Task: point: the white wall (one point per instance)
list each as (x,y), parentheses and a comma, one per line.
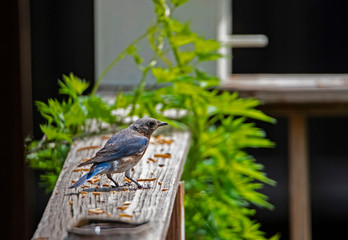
(119,22)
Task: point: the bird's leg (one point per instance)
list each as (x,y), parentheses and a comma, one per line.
(127,173)
(110,177)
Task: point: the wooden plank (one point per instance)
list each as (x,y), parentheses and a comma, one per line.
(177,223)
(300,214)
(290,88)
(67,206)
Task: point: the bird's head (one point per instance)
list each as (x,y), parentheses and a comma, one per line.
(146,126)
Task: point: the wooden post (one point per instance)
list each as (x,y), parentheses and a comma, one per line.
(300,217)
(176,229)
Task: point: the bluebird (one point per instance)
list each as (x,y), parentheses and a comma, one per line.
(122,151)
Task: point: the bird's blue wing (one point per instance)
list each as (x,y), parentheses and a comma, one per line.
(122,145)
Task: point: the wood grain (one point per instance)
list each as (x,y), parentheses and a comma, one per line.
(67,206)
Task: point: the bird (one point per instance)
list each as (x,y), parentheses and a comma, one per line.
(122,151)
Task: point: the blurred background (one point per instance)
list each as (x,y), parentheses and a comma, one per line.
(45,39)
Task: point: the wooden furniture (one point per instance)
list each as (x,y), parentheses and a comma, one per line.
(96,210)
(296,96)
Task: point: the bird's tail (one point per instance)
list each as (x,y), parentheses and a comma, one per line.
(84,178)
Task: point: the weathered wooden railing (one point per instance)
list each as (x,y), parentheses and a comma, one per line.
(97,211)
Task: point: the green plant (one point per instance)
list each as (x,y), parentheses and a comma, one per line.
(221,179)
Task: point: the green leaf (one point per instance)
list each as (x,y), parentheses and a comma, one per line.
(186,57)
(165,75)
(72,85)
(180,40)
(178,3)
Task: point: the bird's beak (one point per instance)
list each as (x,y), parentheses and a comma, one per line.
(162,124)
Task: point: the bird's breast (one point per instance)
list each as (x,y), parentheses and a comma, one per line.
(125,163)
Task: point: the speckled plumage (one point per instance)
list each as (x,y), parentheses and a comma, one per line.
(122,151)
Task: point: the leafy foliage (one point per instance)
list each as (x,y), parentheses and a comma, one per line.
(222,180)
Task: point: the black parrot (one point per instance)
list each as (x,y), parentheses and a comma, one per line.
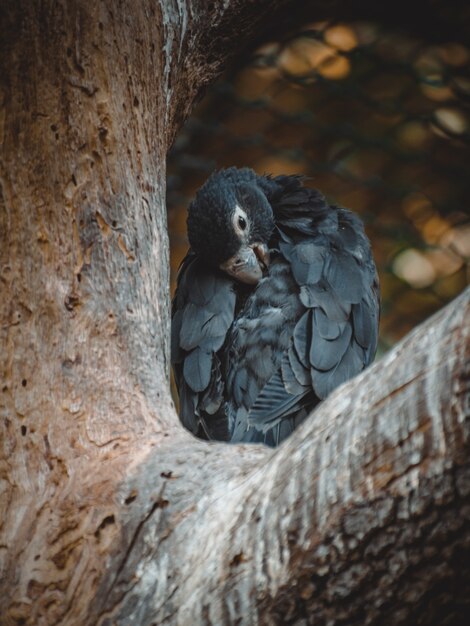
(277,304)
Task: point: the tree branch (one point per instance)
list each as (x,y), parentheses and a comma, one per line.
(361,517)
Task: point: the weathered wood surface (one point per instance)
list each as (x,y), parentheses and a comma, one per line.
(110,512)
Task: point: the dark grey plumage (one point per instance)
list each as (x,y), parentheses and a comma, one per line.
(251,361)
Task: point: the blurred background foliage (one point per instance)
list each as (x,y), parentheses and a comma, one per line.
(378,119)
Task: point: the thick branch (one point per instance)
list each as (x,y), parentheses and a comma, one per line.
(361,517)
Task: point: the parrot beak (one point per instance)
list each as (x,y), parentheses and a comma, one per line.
(249,264)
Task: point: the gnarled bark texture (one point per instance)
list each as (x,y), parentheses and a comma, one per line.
(110,512)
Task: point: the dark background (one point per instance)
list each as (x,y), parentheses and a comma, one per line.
(374,108)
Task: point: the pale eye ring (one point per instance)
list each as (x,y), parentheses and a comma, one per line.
(242,222)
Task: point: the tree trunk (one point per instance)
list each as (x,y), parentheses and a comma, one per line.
(110,512)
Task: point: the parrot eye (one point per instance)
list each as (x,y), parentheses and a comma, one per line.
(242,222)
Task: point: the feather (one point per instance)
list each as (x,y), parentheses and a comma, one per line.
(197,369)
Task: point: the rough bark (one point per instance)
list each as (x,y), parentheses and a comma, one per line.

Tarefa: Escale as linhas dos registros acima desde a que contém "Task: point: the parrot eye" até o fim dos registros, inclusive. Reproduza todas elas, sem omitir nenhuma, multiplicando por 1,5 as coordenadas das respostas e arredondando para inteiros, com as metades para cima.

Resolução:
Task: point: the parrot eye (one point per instance)
list each as (x,y), parentheses and a comma, one per line.
(363,333)
Task: point: the feather (one point per instance)
list each as (x,y), parentheses and a comma, one per line.
(296,554)
Task: point: the rough bark (one point per instance)
list each as (x,y), parentheses and a comma, one per line.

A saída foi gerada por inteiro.